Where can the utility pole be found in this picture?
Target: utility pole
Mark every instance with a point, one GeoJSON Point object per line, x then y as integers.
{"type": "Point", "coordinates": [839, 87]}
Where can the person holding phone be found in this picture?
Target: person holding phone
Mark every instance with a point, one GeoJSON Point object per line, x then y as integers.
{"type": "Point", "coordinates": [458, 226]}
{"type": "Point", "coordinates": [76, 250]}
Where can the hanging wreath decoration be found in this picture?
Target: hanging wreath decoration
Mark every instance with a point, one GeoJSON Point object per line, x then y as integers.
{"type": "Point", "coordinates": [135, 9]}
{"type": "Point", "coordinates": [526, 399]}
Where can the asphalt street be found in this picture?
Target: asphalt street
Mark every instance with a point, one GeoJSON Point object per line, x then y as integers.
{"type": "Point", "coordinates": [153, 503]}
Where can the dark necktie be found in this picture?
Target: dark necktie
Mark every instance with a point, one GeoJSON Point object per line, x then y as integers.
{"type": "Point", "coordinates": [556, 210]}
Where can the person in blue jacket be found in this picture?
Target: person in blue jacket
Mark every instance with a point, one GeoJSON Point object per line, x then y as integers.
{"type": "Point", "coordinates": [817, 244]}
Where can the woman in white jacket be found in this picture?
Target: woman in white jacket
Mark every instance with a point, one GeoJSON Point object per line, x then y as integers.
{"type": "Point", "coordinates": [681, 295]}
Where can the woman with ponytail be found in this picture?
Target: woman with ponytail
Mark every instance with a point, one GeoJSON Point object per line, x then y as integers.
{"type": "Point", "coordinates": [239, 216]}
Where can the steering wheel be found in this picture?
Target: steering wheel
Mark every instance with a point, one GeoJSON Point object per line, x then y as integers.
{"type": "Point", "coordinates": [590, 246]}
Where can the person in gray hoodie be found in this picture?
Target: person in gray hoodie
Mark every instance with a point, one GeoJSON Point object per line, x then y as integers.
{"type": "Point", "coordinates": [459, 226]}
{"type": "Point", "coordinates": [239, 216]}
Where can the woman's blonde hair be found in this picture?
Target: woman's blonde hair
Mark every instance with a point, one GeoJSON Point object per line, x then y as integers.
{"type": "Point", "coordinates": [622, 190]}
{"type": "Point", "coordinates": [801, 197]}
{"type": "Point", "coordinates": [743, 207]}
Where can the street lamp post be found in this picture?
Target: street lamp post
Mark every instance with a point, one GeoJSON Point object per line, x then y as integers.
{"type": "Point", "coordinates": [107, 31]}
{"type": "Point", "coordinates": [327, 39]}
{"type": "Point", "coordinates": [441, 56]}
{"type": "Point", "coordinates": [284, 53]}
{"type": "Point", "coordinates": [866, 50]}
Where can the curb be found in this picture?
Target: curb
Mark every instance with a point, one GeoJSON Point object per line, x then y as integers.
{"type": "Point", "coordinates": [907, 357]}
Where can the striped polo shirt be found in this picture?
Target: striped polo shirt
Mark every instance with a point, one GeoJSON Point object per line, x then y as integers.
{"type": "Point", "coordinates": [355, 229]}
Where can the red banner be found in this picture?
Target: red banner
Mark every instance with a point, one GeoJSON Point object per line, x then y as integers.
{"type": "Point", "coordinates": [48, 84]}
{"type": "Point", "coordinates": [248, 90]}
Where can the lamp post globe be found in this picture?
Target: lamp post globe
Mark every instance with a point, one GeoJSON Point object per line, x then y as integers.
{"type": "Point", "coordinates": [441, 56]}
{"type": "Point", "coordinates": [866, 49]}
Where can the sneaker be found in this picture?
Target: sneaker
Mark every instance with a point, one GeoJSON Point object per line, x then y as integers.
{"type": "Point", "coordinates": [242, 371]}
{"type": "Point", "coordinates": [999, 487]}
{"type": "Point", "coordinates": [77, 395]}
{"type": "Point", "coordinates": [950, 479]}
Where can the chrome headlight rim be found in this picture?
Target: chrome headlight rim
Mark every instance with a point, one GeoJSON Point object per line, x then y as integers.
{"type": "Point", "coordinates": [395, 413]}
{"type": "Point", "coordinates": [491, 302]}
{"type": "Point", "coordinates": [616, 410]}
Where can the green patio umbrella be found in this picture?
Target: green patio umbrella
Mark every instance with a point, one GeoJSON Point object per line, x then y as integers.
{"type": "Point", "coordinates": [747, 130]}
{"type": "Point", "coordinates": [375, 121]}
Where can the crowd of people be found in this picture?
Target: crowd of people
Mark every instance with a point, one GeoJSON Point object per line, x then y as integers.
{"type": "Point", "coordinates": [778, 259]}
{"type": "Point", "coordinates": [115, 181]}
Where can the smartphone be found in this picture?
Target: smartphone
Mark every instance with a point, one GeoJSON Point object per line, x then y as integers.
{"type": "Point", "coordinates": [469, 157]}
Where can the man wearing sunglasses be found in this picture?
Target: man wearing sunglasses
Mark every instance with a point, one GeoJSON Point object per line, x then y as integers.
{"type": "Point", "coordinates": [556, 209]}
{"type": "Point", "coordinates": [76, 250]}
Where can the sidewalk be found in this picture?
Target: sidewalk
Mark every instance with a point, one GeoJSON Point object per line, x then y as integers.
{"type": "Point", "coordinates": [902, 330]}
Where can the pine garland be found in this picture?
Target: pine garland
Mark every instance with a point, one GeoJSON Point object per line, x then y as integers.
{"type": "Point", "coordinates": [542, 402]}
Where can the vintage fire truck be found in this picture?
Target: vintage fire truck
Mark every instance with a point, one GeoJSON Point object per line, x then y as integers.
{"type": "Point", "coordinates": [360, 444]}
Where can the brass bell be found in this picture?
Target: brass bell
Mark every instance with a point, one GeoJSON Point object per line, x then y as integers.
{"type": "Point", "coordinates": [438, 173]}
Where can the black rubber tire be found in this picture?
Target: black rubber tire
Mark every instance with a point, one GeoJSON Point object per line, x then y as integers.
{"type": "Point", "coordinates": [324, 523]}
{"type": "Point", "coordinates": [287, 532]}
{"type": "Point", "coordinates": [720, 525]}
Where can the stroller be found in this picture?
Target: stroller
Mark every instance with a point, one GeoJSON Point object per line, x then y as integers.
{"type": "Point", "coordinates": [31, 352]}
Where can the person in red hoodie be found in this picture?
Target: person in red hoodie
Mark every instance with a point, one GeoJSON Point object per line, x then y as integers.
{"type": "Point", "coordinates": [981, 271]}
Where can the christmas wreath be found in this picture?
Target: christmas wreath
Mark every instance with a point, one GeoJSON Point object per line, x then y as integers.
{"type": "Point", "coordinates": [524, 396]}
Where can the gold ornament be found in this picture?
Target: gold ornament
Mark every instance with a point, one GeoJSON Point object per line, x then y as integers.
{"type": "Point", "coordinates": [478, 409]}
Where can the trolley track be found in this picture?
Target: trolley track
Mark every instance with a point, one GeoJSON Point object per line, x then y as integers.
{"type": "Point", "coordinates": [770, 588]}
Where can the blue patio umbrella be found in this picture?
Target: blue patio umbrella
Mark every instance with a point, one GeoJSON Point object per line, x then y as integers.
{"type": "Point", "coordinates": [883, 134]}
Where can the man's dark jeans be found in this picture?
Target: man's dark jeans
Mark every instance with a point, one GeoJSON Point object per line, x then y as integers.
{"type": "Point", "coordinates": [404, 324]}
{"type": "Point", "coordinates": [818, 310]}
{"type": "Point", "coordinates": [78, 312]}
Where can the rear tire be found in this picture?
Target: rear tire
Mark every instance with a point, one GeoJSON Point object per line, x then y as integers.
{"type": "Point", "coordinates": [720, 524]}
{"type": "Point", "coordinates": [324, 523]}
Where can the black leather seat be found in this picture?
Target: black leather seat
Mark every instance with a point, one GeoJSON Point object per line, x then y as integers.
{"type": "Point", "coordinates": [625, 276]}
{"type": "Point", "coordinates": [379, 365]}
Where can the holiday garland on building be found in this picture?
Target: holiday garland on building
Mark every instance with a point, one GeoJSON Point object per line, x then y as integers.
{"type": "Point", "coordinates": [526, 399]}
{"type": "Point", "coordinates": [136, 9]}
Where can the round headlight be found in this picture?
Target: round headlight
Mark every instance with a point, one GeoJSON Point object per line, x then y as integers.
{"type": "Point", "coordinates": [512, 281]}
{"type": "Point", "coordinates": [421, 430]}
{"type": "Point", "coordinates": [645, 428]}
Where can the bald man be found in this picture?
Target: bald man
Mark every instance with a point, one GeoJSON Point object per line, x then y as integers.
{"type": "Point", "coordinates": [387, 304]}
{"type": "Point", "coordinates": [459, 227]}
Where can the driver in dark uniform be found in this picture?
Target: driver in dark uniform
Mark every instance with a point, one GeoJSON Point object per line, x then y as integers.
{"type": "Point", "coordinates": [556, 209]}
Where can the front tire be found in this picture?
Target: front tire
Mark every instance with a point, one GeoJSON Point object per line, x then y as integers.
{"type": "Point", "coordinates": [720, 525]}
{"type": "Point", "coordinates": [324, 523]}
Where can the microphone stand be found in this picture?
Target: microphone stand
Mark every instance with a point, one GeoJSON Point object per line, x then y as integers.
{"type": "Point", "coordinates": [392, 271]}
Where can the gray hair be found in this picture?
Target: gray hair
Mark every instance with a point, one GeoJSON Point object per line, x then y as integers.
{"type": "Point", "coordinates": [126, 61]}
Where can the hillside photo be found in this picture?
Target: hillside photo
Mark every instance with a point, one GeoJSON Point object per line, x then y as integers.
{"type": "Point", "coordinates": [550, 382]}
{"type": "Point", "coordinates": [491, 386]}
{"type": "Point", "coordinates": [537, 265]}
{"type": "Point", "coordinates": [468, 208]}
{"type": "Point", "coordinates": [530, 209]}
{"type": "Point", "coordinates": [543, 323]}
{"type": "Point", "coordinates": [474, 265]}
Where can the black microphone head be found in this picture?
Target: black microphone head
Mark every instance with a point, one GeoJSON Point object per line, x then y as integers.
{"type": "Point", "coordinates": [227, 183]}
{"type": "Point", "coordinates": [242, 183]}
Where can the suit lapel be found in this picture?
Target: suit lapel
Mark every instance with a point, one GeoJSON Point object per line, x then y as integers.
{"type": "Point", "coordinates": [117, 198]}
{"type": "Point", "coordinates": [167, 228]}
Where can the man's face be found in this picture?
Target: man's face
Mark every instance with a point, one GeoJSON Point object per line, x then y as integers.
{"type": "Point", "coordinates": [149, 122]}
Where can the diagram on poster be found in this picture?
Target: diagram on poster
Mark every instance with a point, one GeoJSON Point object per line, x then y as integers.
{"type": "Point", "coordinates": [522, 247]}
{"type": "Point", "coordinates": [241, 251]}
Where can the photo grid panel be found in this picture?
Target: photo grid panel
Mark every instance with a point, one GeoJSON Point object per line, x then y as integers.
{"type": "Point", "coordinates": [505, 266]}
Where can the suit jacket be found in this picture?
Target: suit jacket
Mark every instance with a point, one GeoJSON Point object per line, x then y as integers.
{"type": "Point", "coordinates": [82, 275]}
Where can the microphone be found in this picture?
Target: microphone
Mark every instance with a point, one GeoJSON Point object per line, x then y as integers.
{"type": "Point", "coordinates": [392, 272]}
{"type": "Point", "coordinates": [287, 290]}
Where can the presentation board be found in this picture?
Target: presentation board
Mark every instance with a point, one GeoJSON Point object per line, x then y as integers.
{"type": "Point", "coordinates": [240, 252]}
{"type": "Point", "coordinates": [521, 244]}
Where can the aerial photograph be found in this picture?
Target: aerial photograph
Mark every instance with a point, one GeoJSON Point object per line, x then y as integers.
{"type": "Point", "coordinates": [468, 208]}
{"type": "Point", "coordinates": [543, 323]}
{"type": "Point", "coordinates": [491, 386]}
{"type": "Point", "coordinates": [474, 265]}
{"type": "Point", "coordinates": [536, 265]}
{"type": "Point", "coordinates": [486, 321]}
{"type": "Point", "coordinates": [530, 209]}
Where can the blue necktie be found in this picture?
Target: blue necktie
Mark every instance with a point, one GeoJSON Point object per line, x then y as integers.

* * *

## YOUR INSTRUCTIONS:
From the records above, return each line that includes "necktie".

## OUTPUT:
Where can the dark necktie be found in this picture?
Target: dark necktie
Where can the blue necktie be found in this picture?
Target: blue necktie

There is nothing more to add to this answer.